#### [PROMPT]
The material below must be output exactly, line for line.

***

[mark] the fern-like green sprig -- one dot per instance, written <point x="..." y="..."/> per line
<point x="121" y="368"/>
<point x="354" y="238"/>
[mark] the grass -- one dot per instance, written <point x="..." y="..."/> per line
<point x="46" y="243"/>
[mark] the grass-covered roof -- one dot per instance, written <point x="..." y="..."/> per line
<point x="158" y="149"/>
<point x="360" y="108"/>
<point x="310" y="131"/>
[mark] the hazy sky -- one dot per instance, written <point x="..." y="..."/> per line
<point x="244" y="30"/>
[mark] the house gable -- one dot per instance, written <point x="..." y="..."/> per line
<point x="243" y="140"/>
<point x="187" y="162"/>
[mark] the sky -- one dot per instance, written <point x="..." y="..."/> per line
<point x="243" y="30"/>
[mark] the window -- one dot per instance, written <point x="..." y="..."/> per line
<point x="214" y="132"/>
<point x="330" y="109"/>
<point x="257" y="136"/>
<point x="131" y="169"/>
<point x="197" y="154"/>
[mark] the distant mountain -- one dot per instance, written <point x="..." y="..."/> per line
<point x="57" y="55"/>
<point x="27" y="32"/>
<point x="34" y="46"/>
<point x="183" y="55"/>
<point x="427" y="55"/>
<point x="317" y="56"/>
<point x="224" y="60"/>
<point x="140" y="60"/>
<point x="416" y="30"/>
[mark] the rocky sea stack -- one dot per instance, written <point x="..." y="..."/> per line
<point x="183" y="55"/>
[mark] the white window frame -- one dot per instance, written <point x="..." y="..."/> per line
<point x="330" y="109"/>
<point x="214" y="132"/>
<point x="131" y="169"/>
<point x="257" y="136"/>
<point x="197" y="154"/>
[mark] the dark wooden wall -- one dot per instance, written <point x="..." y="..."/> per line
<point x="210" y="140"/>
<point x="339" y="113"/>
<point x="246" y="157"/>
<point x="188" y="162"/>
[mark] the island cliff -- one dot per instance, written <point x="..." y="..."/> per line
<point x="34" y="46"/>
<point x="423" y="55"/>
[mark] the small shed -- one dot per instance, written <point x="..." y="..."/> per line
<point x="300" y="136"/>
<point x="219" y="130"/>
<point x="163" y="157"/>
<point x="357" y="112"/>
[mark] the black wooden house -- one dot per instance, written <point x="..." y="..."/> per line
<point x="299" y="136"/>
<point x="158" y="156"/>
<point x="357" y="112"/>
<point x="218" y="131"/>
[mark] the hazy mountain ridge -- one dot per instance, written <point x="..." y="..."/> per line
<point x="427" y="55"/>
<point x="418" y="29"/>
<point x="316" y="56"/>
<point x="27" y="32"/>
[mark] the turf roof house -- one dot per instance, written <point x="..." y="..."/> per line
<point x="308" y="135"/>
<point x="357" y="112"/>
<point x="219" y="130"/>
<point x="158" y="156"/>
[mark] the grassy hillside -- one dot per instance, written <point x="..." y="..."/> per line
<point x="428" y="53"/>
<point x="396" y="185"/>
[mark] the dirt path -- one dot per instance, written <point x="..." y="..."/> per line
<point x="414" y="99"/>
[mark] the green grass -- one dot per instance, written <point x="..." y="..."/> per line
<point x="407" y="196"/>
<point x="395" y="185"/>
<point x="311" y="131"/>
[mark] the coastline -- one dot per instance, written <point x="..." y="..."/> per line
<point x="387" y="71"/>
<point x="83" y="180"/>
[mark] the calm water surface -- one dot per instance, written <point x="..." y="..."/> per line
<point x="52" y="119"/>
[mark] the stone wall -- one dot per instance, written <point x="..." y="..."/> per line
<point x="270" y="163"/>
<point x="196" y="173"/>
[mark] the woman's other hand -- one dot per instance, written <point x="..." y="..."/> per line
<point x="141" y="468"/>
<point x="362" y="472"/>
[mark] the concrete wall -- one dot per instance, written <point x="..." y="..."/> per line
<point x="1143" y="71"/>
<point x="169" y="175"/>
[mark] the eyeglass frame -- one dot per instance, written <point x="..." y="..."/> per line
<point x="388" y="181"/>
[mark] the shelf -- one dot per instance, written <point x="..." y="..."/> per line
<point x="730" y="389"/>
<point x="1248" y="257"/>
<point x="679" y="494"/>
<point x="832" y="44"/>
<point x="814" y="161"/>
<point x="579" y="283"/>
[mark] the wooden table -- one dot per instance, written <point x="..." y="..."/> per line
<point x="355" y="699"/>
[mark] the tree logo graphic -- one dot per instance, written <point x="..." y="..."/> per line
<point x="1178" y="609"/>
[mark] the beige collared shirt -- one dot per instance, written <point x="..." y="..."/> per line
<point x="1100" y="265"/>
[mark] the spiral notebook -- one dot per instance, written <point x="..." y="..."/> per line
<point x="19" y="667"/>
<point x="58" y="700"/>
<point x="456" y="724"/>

***

#### [RESPONSE]
[mark] the fern-like green sprig -- one dot per instance, written <point x="..." y="..."/> per line
<point x="121" y="368"/>
<point x="354" y="238"/>
[mark] the grass -- one dot per instance, written <point x="..." y="..."/> per line
<point x="46" y="243"/>
[mark] the grass-covered roof -- one dot per instance, written <point x="..." y="..."/> per line
<point x="158" y="149"/>
<point x="360" y="108"/>
<point x="310" y="131"/>
[mark] the hazy sky -- one dot per instance, written <point x="..." y="..."/> per line
<point x="244" y="30"/>
[mark] the house gable -- one dot per instance, written <point x="..." y="..."/> per line
<point x="243" y="140"/>
<point x="187" y="162"/>
[mark] the sky -- one dot per instance, written <point x="..." y="..."/> per line
<point x="243" y="30"/>
[mark] the window -- one dot per instance, written <point x="..." y="..."/> per line
<point x="214" y="132"/>
<point x="330" y="109"/>
<point x="257" y="136"/>
<point x="131" y="169"/>
<point x="197" y="154"/>
[mark] the distant mountain -- one dot per instance, written <point x="..." y="..."/> per line
<point x="57" y="55"/>
<point x="27" y="32"/>
<point x="34" y="46"/>
<point x="183" y="55"/>
<point x="427" y="55"/>
<point x="317" y="56"/>
<point x="224" y="60"/>
<point x="140" y="60"/>
<point x="416" y="30"/>
[mark] the rocky sea stack -- one dot per instance, written <point x="..." y="..."/> per line
<point x="183" y="55"/>
[mark] the white window frame -- one dot per instance, written <point x="..." y="..."/> per line
<point x="330" y="109"/>
<point x="214" y="132"/>
<point x="131" y="169"/>
<point x="257" y="136"/>
<point x="197" y="154"/>
[mark] the dark wooden wall -- one dot per instance, written <point x="..." y="..."/> per line
<point x="210" y="140"/>
<point x="339" y="113"/>
<point x="246" y="157"/>
<point x="188" y="162"/>
[mark] the island cliff -- one dot per instance, written <point x="..." y="..."/> per line
<point x="34" y="46"/>
<point x="423" y="55"/>
[mark] the small shed -- one dot per instance, written <point x="..." y="..."/> per line
<point x="300" y="136"/>
<point x="219" y="130"/>
<point x="163" y="157"/>
<point x="357" y="112"/>
[mark] the black wooden house -- one dot per instance, written <point x="..." y="..."/> per line
<point x="299" y="136"/>
<point x="158" y="156"/>
<point x="357" y="112"/>
<point x="218" y="131"/>
[mark] the hazy mountain ridge -- one dot per instance, written <point x="..." y="..."/> per line
<point x="427" y="55"/>
<point x="418" y="29"/>
<point x="316" y="56"/>
<point x="27" y="32"/>
[mark] the turf roof house -- one dot per instance, written <point x="..." y="..."/> per line
<point x="308" y="135"/>
<point x="357" y="112"/>
<point x="219" y="130"/>
<point x="158" y="156"/>
[mark] the grassy hillside -- one dot per instance, written <point x="..." y="..."/> per line
<point x="428" y="53"/>
<point x="396" y="185"/>
[mark] the dirt path -- one dot per instance, written <point x="..." y="..."/> per line
<point x="414" y="99"/>
[mark] the green grass -- one dot per instance, written <point x="..." y="..."/> per line
<point x="407" y="196"/>
<point x="395" y="185"/>
<point x="311" y="131"/>
[mark] the coastline -- one dot per instance, written <point x="..." y="..."/> per line
<point x="387" y="71"/>
<point x="83" y="180"/>
[mark] the calm water surface -- one dot per instance, written <point x="..." y="..."/> per line
<point x="52" y="119"/>
[mark] the stone wall -- one dot per instance, written <point x="..." y="..."/> per line
<point x="270" y="163"/>
<point x="196" y="173"/>
[mark] the woman's other hand -- one dot per instance, written <point x="..." y="..."/> per line
<point x="141" y="468"/>
<point x="362" y="472"/>
[mark] the concrete wall -- one dot per instance, written <point x="..." y="..."/> per line
<point x="1143" y="71"/>
<point x="169" y="175"/>
[mark] the eyeglass frame -- one dot per instance, written <point x="..." y="..."/> per line
<point x="388" y="181"/>
[mark] the shelf -- one dot per instance, written <point x="..." y="..."/> per line
<point x="730" y="389"/>
<point x="1248" y="257"/>
<point x="679" y="494"/>
<point x="832" y="44"/>
<point x="814" y="161"/>
<point x="579" y="283"/>
[mark] the wooden table -- one dot per instance, written <point x="..." y="..."/> per line
<point x="355" y="699"/>
[mark] the tree logo graphic -- one dot per instance, written <point x="..." y="..."/> per line
<point x="1178" y="609"/>
[mark] the beige collared shirt -- one dot per instance, written <point x="..." y="..."/> per line
<point x="1100" y="265"/>
[mark] the spiral notebook -- one dot per instance, written <point x="..." y="..."/> per line
<point x="19" y="667"/>
<point x="58" y="700"/>
<point x="456" y="724"/>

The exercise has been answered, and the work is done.